**WORK TO BE COMPLETED:**
Quote the data below in full, please, without altering anything.

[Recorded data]
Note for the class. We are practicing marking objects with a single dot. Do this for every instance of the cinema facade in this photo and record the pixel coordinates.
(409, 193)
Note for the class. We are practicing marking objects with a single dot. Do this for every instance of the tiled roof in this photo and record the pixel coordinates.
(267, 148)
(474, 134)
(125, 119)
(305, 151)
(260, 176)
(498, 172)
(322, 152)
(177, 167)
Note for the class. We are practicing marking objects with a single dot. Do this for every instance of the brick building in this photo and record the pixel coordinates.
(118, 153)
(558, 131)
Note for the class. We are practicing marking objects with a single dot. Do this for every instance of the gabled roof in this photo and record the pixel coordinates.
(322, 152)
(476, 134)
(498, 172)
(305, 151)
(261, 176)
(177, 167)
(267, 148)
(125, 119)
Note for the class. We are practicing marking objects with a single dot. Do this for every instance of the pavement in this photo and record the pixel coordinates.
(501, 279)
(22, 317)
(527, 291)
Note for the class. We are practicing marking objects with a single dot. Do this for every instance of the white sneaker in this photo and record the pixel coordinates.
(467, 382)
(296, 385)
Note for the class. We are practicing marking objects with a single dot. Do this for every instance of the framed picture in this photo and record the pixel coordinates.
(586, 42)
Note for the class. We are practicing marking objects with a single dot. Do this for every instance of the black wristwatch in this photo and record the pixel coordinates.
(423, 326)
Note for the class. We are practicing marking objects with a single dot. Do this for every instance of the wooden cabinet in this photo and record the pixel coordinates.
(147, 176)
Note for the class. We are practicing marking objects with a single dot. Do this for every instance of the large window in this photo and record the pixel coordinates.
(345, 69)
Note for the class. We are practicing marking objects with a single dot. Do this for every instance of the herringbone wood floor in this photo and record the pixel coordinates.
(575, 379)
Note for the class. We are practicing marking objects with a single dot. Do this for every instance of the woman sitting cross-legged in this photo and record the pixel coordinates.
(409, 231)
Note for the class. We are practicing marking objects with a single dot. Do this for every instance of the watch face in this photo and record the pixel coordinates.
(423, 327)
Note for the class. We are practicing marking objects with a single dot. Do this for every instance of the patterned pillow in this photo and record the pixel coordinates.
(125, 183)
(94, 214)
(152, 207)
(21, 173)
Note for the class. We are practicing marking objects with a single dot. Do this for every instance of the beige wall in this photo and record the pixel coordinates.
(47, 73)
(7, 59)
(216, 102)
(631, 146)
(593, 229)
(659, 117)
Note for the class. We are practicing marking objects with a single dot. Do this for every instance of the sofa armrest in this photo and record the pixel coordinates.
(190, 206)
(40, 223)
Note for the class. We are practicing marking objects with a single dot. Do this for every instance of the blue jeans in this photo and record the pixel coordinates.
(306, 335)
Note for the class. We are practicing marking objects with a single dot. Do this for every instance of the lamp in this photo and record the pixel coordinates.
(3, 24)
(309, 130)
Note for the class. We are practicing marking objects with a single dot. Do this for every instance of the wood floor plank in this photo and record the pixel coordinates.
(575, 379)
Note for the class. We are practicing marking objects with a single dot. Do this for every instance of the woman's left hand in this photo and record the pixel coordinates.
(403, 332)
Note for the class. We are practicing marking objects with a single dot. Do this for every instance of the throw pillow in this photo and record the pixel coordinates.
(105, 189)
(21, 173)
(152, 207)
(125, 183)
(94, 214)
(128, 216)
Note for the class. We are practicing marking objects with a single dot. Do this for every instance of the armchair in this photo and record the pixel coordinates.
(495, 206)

**SOLUTION FOR THIS TASK:**
Note for the class. We are practicing marking objects with a single dot. Do this for every instance of the cinema facade in this photo and record the pixel coordinates.
(409, 193)
Note for the class. We are practicing marking objects with a single dot. Do this for every instance of the tiled roof in this photo and record the pixel coordinates.
(267, 148)
(474, 134)
(125, 119)
(305, 151)
(260, 176)
(498, 172)
(322, 152)
(177, 167)
Note for the class. We are practicing marking objects with a single dot. Do this for every instance of the brick building in this photo and record the pixel coordinates.
(118, 153)
(558, 131)
Note for the class. We are practicing marking objects with a single dot. Do this for every instance of the gabled roof in this photo and record the pixel coordinates.
(322, 152)
(476, 134)
(498, 172)
(305, 151)
(261, 176)
(177, 167)
(267, 148)
(125, 119)
Note for the class. We are practicing marking objects with a single dot. Do this for every instance of the pavement in this photo and record the pixel coordinates.
(501, 279)
(22, 317)
(527, 291)
Note for the class. We are practicing marking objects with a single dot. Do this for every instance of the white sneaker in this photo and record the pixel coordinates.
(467, 382)
(296, 385)
Note for the class. We are practicing marking objects with a single dot. Do this for every instance of the framed picture in this photo and record the pixel coordinates.
(586, 42)
Note for the class. We are practicing marking objects with a single dot. Do this for every instance of the black wristwatch in this photo and record the pixel coordinates.
(423, 326)
Note for the class. We are practicing marking objects with a single dot. Do this for every instance of the wooden cabinet in this photo and record the pixel coordinates.
(147, 176)
Note for the class. We are practicing marking objects with a single dot. Do this for every instance of the large window in this photo and record the pixel coordinates.
(345, 69)
Note for the class. We are practicing marking objects with a single dot. Do this for every instance of the herringbone wood floor in this photo and record the pixel coordinates.
(575, 379)
Note for the class. We are practicing marking objects with a single dot. Do this for every instance of the woman sitting cross-legged in this photo and record the pixel coordinates.
(409, 231)
Note for the class. We are practicing marking objects with a single dot. Do this for every instance of the watch face in this photo and record the pixel coordinates.
(423, 327)
Note for the class. We are practicing marking objects with a single dot. Do this for every instance of the patterned pillow in this photo and record the pixel coordinates.
(125, 183)
(94, 214)
(152, 207)
(21, 173)
Note for the class. We are practicing marking objects with a single dot. Do this for every instance of the beige wall in this photo and record the pixel coordinates.
(47, 73)
(7, 59)
(216, 102)
(631, 146)
(593, 229)
(659, 117)
Note for the class. We are practicing marking objects with a single dot. Do this for every instance of the sofa armrest in this photo and record the pixel coordinates.
(190, 206)
(40, 223)
Note for the class. We are practicing marking objects with a single dot. Do this for every instance of the blue jeans in this photo and record the pixel coordinates.
(306, 335)
Note for the class. We are practicing marking objects with a single dot. Do this for every instance of the lamp in this photo and record the pixel coordinates.
(3, 24)
(309, 130)
Note for the class. We are practicing marking objects with a single dot. Do this for every instance of the wood floor plank in this photo and record the pixel coordinates.
(575, 379)
Note for the class. We are practicing marking objects with a single dot. Do this for every instance of the woman's left hand in this photo and record the pixel coordinates.
(403, 332)
Note for the class. We are practicing marking objects with a single dot. Do this for every instance of the throw pillow in this photo and record the pixel coordinates.
(105, 189)
(21, 173)
(152, 207)
(125, 183)
(94, 214)
(128, 216)
Note for the class. We are practicing marking objects with a single dot. Do this for every instance of the armchair in this photo and record the pixel coordinates.
(495, 206)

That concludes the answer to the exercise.